Natural-language object grounding data:
★ ★ ★
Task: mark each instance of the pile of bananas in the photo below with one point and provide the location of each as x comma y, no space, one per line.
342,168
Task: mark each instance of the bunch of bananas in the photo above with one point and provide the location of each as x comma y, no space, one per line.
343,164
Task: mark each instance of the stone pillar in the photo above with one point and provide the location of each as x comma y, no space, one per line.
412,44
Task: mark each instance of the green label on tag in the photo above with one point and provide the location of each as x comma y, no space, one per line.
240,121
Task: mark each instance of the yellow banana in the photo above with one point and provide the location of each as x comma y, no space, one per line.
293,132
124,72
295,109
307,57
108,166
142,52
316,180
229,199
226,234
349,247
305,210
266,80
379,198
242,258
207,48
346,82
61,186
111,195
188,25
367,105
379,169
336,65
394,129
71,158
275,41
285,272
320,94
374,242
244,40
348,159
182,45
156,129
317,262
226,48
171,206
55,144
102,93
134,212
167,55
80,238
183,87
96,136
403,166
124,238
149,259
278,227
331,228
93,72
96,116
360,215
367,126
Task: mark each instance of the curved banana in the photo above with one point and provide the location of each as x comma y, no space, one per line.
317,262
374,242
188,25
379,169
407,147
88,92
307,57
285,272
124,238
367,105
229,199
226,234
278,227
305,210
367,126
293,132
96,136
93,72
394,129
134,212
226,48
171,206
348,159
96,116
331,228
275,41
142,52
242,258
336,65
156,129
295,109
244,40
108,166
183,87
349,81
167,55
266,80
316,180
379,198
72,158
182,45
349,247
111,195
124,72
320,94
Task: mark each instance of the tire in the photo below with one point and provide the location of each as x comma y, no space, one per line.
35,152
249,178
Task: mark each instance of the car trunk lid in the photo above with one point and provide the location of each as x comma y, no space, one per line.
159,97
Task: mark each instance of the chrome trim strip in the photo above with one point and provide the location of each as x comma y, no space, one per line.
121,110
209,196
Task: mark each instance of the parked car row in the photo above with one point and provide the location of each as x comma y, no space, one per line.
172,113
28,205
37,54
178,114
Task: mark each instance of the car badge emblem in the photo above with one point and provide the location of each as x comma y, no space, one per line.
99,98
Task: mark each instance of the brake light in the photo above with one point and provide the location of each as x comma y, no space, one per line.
★ ★ ★
*Task objective*. Copy the lines above exactly, leaving every word as it is.

*Expected output*.
Task: mark each instance of the pile of bananas in the photo below with one point and provide the location of each as x comma y, no space, one per line.
342,168
Task: mark each instance of the bunch of bananas in the photo above with one point and provide the location of each as x comma y, no space, one per line.
343,164
Task: mark each instance of the stone pillar in the photo above with one point and provide the location of each as x comma y, no space, one per line.
412,44
Task: mark each instance of the green label on tag in the photo above with one point and provide the location of each as x comma y, no space, one per line.
240,121
Task: mark each instance of the yellow banana in the photo above with one point and provide the location of each as x comma y, no space, one per line.
293,132
124,72
295,109
307,57
108,166
142,52
316,180
229,199
226,234
349,247
305,210
266,80
379,198
242,258
207,48
346,82
61,186
111,195
188,25
367,105
379,169
336,65
394,129
71,158
275,41
285,272
320,94
374,242
244,40
348,159
182,45
156,129
317,262
226,48
171,206
55,144
102,93
134,212
167,55
80,238
183,87
96,136
403,166
124,238
149,259
278,227
331,228
93,72
96,116
360,215
367,126
Task: mark each instance of the curved banana in the photo above with one point and provide the location of each as x comma y, no space, one per line.
317,262
374,242
188,25
379,169
407,147
88,92
307,57
285,272
124,238
367,105
229,199
226,234
278,227
305,210
367,126
293,132
96,136
93,72
394,129
134,212
226,48
171,206
348,159
96,116
331,228
275,41
142,52
242,258
336,65
156,129
295,109
244,40
108,166
183,87
349,81
167,55
266,80
316,180
379,198
72,158
182,45
349,247
111,195
124,72
320,94
Task: mark each instance of the tire in the photo below with one point and provide the location of each as x comma y, no space, one per line.
35,152
249,178
Task: mark each instance of the car trunk lid in the photo above with one point and provide the location of each as x comma y, no space, one per line.
159,97
Task: mark each instance of the chrome trim strip in the photo above with one point and provide the location of each as x comma y, no space, one per line.
121,110
209,196
Task: mark each instance of the parked car row in the photo above with one point and provide the location of each as x comma y, no space, one per line.
172,113
28,205
37,54
178,114
Task: mark each instance of the car badge emblem in the photo above with one point and provide the location of each as x comma y, no space, one per line.
99,98
Task: mark each instance of the brake light in the photo above with one point and provide the location of each as x comma y, no space, one per line.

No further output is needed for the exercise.